Ich krieg da immer die Fehlermeldung: *Automatisierungsserver kann Objekt nicht erstellen*.
Ich hab das auf IE 6 und auf IE 7 probiert, auf 2 verschiedenen sauber aufgesetzten PCs mit allen Hotfixes. Nach ein bischen Nachforschungen habe ich im Internet gelesen, dass man WSH (Windows Scripting Host) installieren muss, damit diese Fehlermeldung nicht kommt. Bei meinem Skript ist das natürlich unmöglich, dass man dies bei jedem PC installieren muss, bei welchem das Skript funktionieren muss. Dann könnte ich gleich ne kleine Anwendung schreiben die das erledigt. Meinste das geht auch irgendwie "direkt"?
Danke jedenfalls für deine Hilfe!
PS: Ich hätte auch ne Idee wie es mit nur einem Button gehen würde: Man könnte ja nach dem Befehl "DIR" immer die grösse des Fiels messen, das erstellt wird, und danach 2 Sekunden warten. Sobald sich die Filegrösse nicht mehr verändert, startet der Form-Upload. Also von der technischen Seite müsste ich das natürlcih auch erst ertüfteln aber das wäre n Ansatz.
-Lukas


----------



## Quaese (19. Februar 2007)

Hi,

die Meldung, dass der Automatisierungsserver das Objekt nicht erstellen kann, ist sicherlich ein Folge der Sicherheitseinstellungen
im IE. Dort müssen ActiveX-Steuerelemente, die nicht sicher sind, aktiviert werden - oder zumindest auf Nachfrage zugelassen werden.

Ciao
Quaese


----------



## Sven Mintel (19. Februar 2007)

Ich dachte dies wäre ohnehin klar :


> Natürlich spielt es keine Rolle wenn ein Sicherheitshinweis kommt. Soll sowieso auch nur im Internet Explorer funktionieren.


Das einfachste wäre, wenn die Benutzer diese Seite als "vertrauenswürdig" einstufen würden.

Am fehlenden WSH liegt es nicht, der ist seit WIN98 an Board.


----------

**Bereitgestelltes Material**
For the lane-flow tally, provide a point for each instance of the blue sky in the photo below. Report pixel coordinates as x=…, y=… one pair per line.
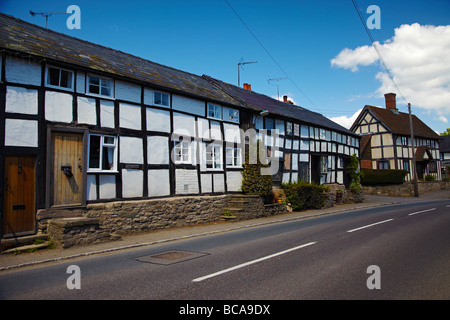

**Arbeitsauftrag**
Seit welcher Windows-Version ist der WSH laut Sven Mintel im ausgewählten Auszug bereits vorhanden?

**Musterlösung**
Seit WIN98.